**Given task**:
List every line in the records below that contains the word "tree", copying each line in full.

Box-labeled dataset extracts

◇ ◇ ◇

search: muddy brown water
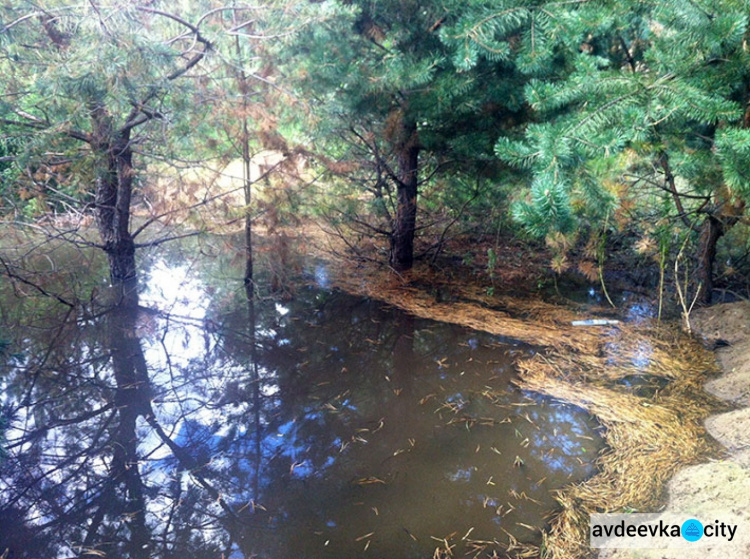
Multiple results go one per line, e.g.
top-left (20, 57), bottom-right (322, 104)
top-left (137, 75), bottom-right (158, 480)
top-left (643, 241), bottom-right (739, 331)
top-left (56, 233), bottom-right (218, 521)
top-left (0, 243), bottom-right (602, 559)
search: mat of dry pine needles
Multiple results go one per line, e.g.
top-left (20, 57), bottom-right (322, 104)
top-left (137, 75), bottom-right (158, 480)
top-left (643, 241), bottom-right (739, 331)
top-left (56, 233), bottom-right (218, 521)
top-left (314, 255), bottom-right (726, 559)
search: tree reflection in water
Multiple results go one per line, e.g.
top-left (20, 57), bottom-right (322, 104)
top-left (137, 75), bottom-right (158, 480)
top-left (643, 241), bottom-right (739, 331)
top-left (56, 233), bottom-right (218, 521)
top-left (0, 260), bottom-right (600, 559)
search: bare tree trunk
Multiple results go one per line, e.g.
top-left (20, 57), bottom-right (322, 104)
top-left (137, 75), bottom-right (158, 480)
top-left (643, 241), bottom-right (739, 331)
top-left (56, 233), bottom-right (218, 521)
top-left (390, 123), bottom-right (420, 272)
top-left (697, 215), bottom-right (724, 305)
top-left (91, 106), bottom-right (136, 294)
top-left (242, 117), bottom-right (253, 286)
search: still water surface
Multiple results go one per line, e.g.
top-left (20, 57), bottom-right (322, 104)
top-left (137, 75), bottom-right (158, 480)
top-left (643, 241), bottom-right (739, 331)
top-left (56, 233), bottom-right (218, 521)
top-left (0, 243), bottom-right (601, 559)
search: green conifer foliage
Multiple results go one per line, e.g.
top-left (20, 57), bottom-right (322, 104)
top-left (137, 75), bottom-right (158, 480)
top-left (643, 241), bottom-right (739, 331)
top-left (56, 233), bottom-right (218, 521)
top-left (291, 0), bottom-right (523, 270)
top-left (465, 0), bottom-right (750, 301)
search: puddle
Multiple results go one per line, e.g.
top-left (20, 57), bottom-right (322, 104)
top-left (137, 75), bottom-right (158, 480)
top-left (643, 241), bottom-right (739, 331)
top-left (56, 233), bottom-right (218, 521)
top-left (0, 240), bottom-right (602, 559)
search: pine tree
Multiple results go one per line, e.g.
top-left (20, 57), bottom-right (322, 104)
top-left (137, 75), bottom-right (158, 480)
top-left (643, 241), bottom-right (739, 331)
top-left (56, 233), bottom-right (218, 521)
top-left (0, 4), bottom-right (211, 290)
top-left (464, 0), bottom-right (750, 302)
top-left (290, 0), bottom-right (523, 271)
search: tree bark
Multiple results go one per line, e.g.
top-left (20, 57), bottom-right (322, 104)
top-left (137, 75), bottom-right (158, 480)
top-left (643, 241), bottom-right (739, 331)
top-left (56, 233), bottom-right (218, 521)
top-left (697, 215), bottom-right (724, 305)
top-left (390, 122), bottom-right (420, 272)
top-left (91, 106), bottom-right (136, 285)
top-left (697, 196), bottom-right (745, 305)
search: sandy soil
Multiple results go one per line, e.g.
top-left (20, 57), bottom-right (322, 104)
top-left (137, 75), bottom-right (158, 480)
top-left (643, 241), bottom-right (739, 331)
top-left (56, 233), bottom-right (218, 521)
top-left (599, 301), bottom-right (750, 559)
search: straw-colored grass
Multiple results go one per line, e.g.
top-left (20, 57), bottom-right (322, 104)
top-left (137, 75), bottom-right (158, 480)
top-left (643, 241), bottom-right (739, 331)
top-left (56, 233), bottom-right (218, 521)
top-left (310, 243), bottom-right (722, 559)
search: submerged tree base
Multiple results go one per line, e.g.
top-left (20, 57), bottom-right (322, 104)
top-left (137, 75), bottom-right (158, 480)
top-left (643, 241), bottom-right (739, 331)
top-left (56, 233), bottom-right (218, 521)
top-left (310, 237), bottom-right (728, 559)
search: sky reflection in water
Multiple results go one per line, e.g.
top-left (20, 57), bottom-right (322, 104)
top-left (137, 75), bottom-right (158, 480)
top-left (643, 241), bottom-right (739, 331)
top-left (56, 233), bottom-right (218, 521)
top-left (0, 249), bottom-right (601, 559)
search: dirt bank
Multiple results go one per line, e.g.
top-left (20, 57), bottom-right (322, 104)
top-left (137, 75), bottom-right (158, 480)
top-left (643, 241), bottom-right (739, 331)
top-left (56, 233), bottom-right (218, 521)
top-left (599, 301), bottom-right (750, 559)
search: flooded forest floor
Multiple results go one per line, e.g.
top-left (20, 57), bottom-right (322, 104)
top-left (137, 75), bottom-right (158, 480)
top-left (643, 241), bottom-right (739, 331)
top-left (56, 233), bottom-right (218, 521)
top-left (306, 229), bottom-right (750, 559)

◇ ◇ ◇

**Expected output**:
search: tree reflection in water
search: bare tree trunk
search: pine tree
search: tree bark
search: submerged tree base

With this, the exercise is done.